* WHAT TO DO *
Restate word for word the entries below, starting with the line with "the yellow excavator" and continuing through the line with "purple dress and". Include both of those lines and no others.

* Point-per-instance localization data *
==============================

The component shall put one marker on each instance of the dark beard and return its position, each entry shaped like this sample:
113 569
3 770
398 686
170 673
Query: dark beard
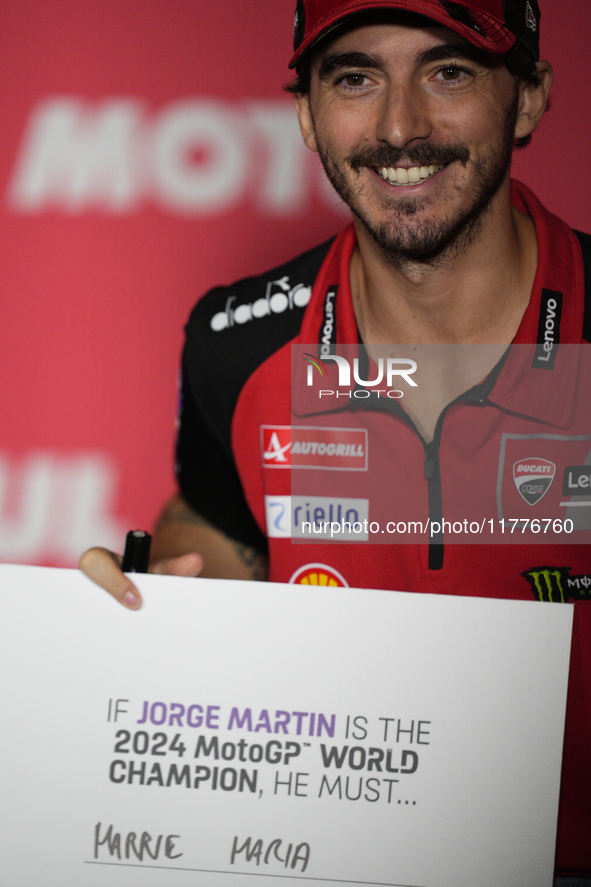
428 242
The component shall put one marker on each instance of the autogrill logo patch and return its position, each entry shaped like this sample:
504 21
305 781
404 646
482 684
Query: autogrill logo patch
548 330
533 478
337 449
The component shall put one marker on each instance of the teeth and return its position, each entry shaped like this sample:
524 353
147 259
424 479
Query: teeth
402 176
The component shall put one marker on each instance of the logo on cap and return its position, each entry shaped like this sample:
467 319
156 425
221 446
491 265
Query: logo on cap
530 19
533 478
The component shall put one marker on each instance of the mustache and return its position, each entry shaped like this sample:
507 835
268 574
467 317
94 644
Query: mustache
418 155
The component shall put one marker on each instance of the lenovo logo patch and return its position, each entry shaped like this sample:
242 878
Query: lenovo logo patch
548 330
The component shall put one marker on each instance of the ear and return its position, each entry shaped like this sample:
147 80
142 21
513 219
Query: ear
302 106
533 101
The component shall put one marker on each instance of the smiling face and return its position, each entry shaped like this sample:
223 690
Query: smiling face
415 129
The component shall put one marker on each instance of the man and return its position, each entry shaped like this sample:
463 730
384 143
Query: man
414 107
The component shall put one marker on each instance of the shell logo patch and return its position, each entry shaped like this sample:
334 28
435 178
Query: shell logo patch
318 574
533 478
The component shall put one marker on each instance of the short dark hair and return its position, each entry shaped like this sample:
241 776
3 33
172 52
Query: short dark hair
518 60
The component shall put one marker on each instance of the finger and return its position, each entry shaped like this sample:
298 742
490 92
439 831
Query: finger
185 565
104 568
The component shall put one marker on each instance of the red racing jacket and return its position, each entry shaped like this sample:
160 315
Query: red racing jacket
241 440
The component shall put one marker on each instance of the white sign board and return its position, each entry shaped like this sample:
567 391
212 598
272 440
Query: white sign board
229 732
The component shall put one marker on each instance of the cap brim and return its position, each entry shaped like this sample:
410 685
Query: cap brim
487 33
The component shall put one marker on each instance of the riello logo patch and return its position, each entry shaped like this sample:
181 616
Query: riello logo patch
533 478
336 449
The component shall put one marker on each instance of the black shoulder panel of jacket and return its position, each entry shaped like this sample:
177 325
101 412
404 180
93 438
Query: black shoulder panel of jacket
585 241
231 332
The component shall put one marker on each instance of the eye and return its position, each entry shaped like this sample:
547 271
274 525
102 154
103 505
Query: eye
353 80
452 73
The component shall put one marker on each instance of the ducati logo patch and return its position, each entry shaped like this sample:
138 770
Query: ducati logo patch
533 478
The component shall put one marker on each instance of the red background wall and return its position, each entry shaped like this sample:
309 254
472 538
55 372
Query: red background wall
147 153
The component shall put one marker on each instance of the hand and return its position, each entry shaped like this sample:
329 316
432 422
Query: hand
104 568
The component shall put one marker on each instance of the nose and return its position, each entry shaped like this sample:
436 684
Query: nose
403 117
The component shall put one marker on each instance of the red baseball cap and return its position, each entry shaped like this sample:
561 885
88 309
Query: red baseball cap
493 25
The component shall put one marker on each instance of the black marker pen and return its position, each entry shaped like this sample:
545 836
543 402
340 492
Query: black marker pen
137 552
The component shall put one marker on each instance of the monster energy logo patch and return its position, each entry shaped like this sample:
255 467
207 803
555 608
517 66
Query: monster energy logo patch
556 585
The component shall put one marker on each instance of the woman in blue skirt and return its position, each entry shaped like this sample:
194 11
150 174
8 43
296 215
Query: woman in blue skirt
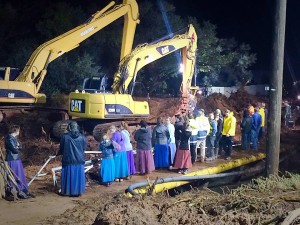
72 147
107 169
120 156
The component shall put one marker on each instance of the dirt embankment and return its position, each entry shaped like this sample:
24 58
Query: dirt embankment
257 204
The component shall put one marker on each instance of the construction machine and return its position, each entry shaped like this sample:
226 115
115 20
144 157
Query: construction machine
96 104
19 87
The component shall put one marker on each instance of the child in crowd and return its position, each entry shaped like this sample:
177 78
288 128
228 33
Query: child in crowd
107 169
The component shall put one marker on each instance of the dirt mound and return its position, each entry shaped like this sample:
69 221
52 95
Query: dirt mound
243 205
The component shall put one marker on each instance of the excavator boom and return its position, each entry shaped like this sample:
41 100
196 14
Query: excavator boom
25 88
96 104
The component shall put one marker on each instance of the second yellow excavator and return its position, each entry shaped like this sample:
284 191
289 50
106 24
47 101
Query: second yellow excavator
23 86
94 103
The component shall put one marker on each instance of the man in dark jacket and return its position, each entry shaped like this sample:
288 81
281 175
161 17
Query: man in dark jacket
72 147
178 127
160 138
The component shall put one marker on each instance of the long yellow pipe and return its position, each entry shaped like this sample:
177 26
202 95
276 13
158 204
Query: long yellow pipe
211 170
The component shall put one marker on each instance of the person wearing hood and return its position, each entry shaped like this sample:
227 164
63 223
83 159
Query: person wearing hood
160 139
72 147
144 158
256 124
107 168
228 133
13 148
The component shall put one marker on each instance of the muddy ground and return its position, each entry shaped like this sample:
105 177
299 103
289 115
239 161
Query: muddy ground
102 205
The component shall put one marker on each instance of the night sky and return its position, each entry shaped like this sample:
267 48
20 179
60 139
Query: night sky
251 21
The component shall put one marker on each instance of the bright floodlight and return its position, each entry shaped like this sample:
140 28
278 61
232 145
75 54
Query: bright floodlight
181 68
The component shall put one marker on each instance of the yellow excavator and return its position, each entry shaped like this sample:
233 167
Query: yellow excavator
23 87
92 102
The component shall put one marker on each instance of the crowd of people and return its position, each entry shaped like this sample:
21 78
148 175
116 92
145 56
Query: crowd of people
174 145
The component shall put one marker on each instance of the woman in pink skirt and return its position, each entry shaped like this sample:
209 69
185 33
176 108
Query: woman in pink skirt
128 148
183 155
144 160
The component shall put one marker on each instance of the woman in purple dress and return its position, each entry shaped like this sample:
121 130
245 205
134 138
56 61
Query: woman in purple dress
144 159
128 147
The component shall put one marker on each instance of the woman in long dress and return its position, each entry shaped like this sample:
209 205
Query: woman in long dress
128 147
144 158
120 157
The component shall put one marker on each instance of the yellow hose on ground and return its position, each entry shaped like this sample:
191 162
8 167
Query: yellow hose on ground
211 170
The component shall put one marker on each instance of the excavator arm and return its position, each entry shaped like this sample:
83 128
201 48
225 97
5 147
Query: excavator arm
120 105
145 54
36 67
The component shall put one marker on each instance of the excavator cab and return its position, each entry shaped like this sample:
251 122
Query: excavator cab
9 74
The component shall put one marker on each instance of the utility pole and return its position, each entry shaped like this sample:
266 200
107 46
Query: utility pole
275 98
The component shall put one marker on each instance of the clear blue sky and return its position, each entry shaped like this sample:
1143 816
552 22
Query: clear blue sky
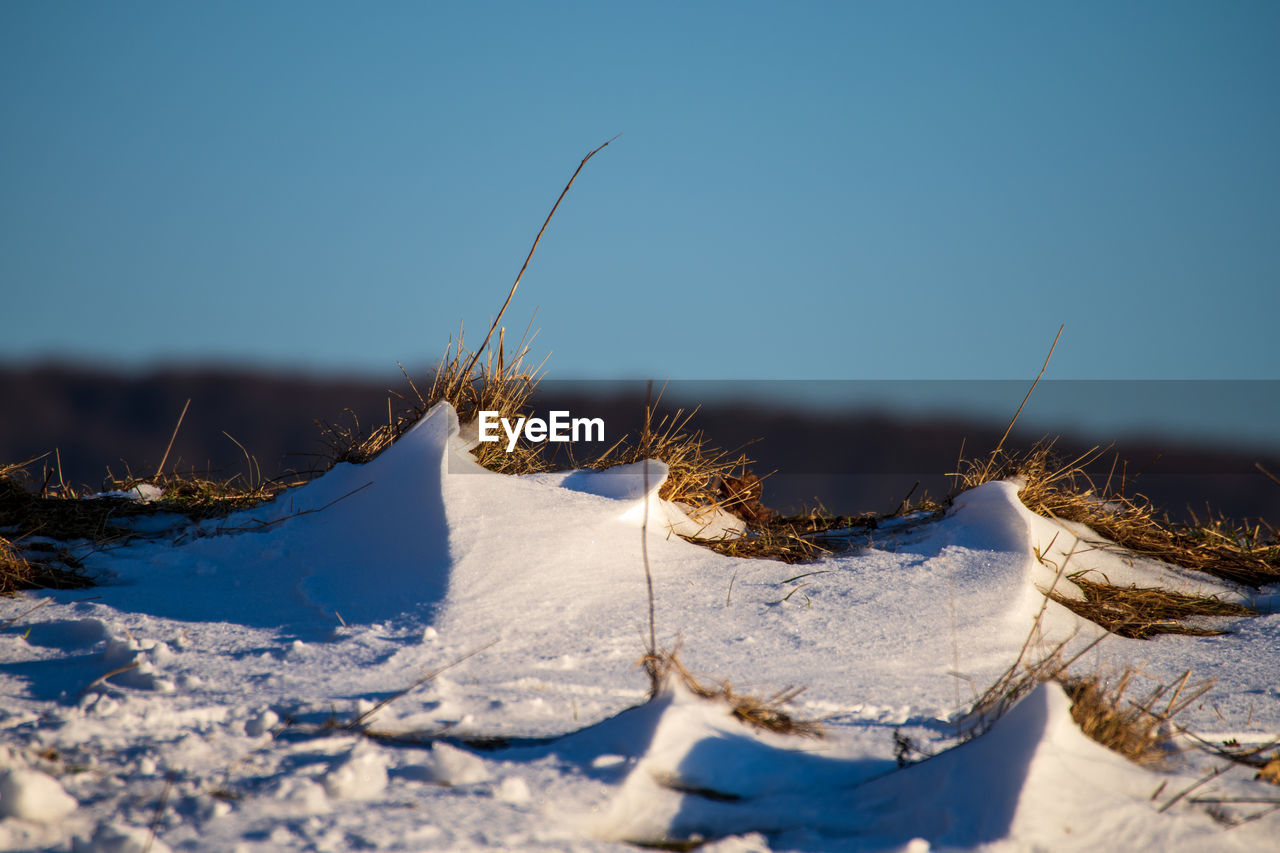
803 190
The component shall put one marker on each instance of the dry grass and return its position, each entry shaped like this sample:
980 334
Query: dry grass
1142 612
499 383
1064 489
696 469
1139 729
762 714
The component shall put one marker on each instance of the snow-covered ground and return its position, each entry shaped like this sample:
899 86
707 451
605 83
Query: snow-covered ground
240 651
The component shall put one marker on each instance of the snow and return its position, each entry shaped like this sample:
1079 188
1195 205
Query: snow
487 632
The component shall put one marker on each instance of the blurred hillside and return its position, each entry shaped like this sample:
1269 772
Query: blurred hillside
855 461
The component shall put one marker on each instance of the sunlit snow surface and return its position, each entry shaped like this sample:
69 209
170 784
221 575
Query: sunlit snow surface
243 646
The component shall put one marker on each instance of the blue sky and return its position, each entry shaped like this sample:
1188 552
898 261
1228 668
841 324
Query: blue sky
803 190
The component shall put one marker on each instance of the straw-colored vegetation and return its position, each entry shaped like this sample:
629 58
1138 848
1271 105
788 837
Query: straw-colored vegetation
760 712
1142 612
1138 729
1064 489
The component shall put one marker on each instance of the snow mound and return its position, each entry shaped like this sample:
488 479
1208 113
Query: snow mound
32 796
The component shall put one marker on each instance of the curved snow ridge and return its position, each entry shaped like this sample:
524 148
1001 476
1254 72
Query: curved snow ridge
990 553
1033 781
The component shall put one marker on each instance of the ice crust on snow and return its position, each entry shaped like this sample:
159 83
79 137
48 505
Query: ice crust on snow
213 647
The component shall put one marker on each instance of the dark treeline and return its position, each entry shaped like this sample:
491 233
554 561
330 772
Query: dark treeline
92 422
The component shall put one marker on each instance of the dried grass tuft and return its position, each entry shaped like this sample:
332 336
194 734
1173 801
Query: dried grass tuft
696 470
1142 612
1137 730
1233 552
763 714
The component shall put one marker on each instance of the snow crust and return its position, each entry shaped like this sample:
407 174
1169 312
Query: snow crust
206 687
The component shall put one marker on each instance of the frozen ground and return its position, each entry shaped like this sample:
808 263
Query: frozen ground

==============================

* EXERCISE SOLUTION *
The component shall put one marker on each instance of the yellow excavator and return its position, each entry shaped like this sample:
233 167
Query: yellow excavator
23 87
92 102
The component shall put one marker on each instance of the crowd of people and return its position, each entry shaped like this sample:
21 78
148 175
116 92
145 56
Query: crowd of people
174 145
The component shall put one marker on each instance of the woman in pink skirt and return its position, each entry shaped like this sample:
209 69
185 33
176 108
Query: woman in pink skirt
128 148
183 155
144 160
The component shall put one marker on each instance of the woman in purple dress and return its position, each entry shaped like this sample:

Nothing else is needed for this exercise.